* [Supplied text]
A Summary of the discussion and insights.
Pierre Teilhard de Chardin was born near Clermont Ferrand, France in 1881. His father served as a regional librarian and was a keen naturalist. He collected rocks, insects and plants and encouraged nature studies in the family. Teilhard’s spirituality was awakened by his mother. In 1899, he entered the Jesuit novitiate in Aix en Provence. In 1901, he made his first vows. Teilhard continued his philosophical studies in Jersey until 1905. Strong in Science subjects, he was sent to teach physics in Cairo, Egypt.
From 1912 to 1914, Teilhard worked in the field of palaeontology in the museum of Natural History, France. In the first world war he served as a stretcher bearer, and was decorated for valour. He later wrote: “…the war was a meeting … with the Absolute.” In 1916, he wrote his first essay, Cosmic Life, where he considered his scientific and philosophical thought was revealed as his mystical life. While on leave from the military he pronounced his solemn vows as a Jesuit. In 1919, he wrote The Spiritual Power of Matter, and became an assistant professor at the Catholic Institute of Paris.
For the next 2 decades or more, he travelled widely, particularly throughout Asia. During all these years, Teilhard contributed considerably to an international network of research in human palaeontology, and wrote The Divine Milieu and The Phenomenon of Man. These works, together with other writings, were not accepted by the Jesuit authorities in Rome, and he was forbidden to write and teach his work.
Teilhard was convinced that human spiritual development is moved by the same universal laws as material development. He wrote, “…everything is the sum of the past” and “…nothing is comprehensible except through its history. ‘Nature’ is the equivalent of ‘becoming’. There is nothing, not even the human soul, the highest spiritual manifestation we know of, that does not come within this universal law.”

* [Stored data]
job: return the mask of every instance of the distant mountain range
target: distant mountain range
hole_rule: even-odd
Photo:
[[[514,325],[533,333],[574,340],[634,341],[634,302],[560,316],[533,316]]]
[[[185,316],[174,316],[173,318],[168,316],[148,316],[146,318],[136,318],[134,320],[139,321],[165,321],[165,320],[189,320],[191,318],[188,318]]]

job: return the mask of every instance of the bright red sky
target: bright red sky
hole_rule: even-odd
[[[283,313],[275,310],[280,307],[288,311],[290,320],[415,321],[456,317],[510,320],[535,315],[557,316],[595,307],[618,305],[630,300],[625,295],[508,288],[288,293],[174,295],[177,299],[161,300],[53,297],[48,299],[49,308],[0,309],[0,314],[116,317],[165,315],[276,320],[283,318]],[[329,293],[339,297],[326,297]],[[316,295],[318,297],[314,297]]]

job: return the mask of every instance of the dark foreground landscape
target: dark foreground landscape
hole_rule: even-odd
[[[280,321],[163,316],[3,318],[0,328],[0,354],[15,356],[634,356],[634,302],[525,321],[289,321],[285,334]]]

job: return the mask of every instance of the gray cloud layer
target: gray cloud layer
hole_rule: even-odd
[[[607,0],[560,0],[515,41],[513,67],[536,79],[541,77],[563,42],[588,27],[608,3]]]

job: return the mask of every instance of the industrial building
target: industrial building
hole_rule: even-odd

* [Task requirements] Continue the summary of Teilhard de Chardin's life and thought above, starting after its closing quotation on "this universal law."

* [Output for this exercise]
The Divine Milieu
This is an expression which tries to capture the meaning of two different experiences. On the one hand, it refers to an entire environment; on the other hand, it means at the same time a central point, a centre where all realities come together, meet and converge. The divine presence in the world is this mysterious ‘milieu’, radiating throughout all levels of the universe, through matter, life and human experience. We are immersed in this milieu, in which our soul may be swept away and divinised. All realities, all experiences, all our activities, all our joys and suffering, have this potential for divinisation, for being set on fire through the outpouring of divine love.
The Phenomenon of Man
The Phenomenon of Man represents Teilhard’s attempt at reconciling his religious faith with his academic interests as a palaeontologist. It gives an account of the unfolding of the cosmos and the evolution of matter to humanity, to ultimately a reunion with Christ. In the book, Teilhard abandoned literal interpretations of creation in the Book of Genesis in favour of allegorical and theological interpretations. The unfolding of the material cosmos is described from primordial particles to the development of life, human beings and the ‘noosphere’ and finally to his vision of the ‘Omega Point’ in the future, which is “pulling” all creation towards it.
The Noosphere and the Omega Point
For Teilhard, the noosphere is the sphere of thought encircling the earth that has emerged through evolution as a consequence of its growth in complexity/consciousness. The noosphere is therefore as much part of nature as the atmosphere, biosphere and geosphere. Social phenomena are part of the noosphere and include, for example, legal, educational, religious, research, industrial and technological systems. In this sense, the noosphere is constituted by the interaction of human minds. The noosphere thus grows in step with the organization of the human mass in relation to itself as it populates the earth. He saw the Christian notion of love as being the principal driver of “noogenesis”, the evolution of mind. Evolution would culminate in the Omega Point — an apex of thought/consciousness—which he identified with the return of Christ on the ‘last day’, or ‘day of judgment’.
Christianity as his Primary Faith
Teilhard’s faith was thoroughly incarnational and Christocentric. He described Christ as a ‘universal element’ present everywhere through God’s creative action, and the ‘soul of the world’. He was a great supporter of ecumenical and interfaith ideas, whilst always emphasising the transformative power of the Christian faith. Teilhard recognized the importance of bringing the Church into the modern world, and approached evolution as a way of providing a rational meaning for Christianity, particularly creation theology. For Teilhard, evolution was “the natural landscape where the history of salvation is situated.”